§ **Required action A**
Retype the review of Skagafjördur from "If film is to" up to and including "made with film.".
§ **Required action B**
According to the review of Skagafjördur, the black-and-white portion of the film has a timeless appearance full of certain qualities. List them.
§ **Required action C**
Carry on the review of Skagafjördur, starting after its final sentence.

§ **Passage for review**
▽

Skagafjördur is Hutton’s latest work. Filmed in black and white and color, this thirty-three silent film captures the panoramic splendor of Iceland’s desolate landscapes. Hutton’s camera records atmospheric changes – mist, wind, the breaking of light through clouds, the simple things that have helped define and shape the land. With a playful sense of scale he shows a houses in the shadow of an impossibly huge mountain. He shows the land lost in a sea of shimmering water. Most images are devoid of humans, a strong contrast to Hutton’s earlier work in New York city. Iceland sits alone nearly untouched by human hands. Small instances of human interaction – a telephone pole here, a lamppost there, and the curious presence of a photographer disturbs the disquieting beauty and meditative quality of the film and the land it documents.

If film is to survive the next century, if all is not lost to digital image making, it will be due to artists such as Peter Hutton. This is not to say that Hutton’s work could not be adapted to the ever improving field of digital cinema, but it is in his form and his aesthetic that I can see a defense for film’s existence. The early portion of Skagafjördur – the part shot in black and white – possesses a look that can only be found in works shot on film. It has a timeless appearance, full of depth, texture, contrast and grain. It’s the look of history. When he gets to the color portion of his film Hutton loses the wonder of the timeless image. The blue skies overshadow the earthtoned landscapes. These are images as fresh as yesterday. Instances of brilliance abound in the latter half of the film, but it becomes harder to argue that Hutton’s work must be made with film.

△

§ **Listed records**
▽

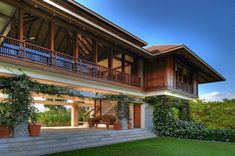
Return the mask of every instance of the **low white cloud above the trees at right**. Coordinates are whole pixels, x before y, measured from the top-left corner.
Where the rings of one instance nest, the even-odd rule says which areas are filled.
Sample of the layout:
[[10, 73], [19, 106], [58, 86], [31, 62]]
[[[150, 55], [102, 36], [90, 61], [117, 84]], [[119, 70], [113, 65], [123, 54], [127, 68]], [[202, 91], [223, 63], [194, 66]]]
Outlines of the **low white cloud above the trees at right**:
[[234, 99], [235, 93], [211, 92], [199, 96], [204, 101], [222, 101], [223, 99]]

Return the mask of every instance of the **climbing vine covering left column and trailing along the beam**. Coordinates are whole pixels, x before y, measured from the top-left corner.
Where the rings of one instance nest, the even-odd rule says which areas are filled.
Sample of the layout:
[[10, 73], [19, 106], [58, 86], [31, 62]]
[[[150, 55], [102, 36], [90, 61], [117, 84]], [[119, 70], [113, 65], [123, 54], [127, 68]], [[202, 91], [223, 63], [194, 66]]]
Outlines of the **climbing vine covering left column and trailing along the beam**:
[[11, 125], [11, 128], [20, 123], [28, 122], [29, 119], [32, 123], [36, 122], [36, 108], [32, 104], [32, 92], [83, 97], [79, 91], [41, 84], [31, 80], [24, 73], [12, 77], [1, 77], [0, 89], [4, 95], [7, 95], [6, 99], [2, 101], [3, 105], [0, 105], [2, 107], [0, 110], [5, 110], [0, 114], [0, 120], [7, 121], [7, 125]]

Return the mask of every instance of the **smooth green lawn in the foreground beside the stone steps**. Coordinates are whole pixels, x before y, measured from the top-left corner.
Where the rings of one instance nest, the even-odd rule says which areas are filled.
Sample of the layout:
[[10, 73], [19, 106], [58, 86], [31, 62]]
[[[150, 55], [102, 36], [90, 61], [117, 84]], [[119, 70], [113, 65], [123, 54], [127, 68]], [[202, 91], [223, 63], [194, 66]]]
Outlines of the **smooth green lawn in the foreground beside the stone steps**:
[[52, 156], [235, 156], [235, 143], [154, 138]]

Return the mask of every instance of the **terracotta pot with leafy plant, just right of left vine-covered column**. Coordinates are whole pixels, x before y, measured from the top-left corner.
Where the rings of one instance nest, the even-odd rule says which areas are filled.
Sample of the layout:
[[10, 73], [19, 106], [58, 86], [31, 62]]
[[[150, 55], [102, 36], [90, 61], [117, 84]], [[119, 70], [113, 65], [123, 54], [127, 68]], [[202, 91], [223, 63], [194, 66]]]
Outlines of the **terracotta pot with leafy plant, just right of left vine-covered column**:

△

§ **Result A**
If film is to survive the next century, if all is not lost to digital image making, it will be due to artists such as Peter Hutton. This is not to say that Hutton’s work could not be adapted to the ever improving field of digital cinema, but it is in his form and his aesthetic that I can see a defense for film’s existence. The early portion of Skagafjördur – the part shot in black and white – possesses a look that can only be found in works shot on film. It has a timeless appearance, full of depth, texture, contrast and grain. It’s the look of history. When he gets to the color portion of his film Hutton loses the wonder of the timeless image. The blue skies overshadow the earthtoned landscapes. These are images as fresh as yesterday. Instances of brilliance abound in the latter half of the film, but it becomes harder to argue that Hutton’s work must be made with film.

§ **Result B**
depth, texture, contrast, grain

§ **Result C**
In 2004 Peter Hutton is a still photographer/filmmaker still making films. For himself and a few others working well outside the mainstream of narrative filmaking a forgiveness can be granted. Hutton’s work lends itself to the hypnotic mechanisms of a film projector. It’s no wonder so many young students nodded off during the screening. Lulled or bored to sleep by each passing frame or the dull sounds of the projector, clicking away at the back of the room, Hutton’s work demanded too much attention from an audience who equates cinema with television, not painting, or drawing, or ballet, or anything else you might see in hushed environment and not a smoky bar. Hutton’s latest film is not only important because of what he is documenting, but because he is utilizing film in the same way an artist might use paints or charcoals to capture reality – that is to say outdated. Perhaps film will go the way of portrait painting, a practice long since abandoned as a way of documenting the image of a person. Perhaps it will be resigned to special theaters, college classrooms, and art museums – is that so bad? As we have stopped picking up a paintbrush to recreate reality and as we have grown to see photographs in black and white as being more “artistic”, we may find that it is no longer necessary to shoot all our movies on film. We may soon reach a point where we can leave film in the hands of the artists, and not the entertainers.”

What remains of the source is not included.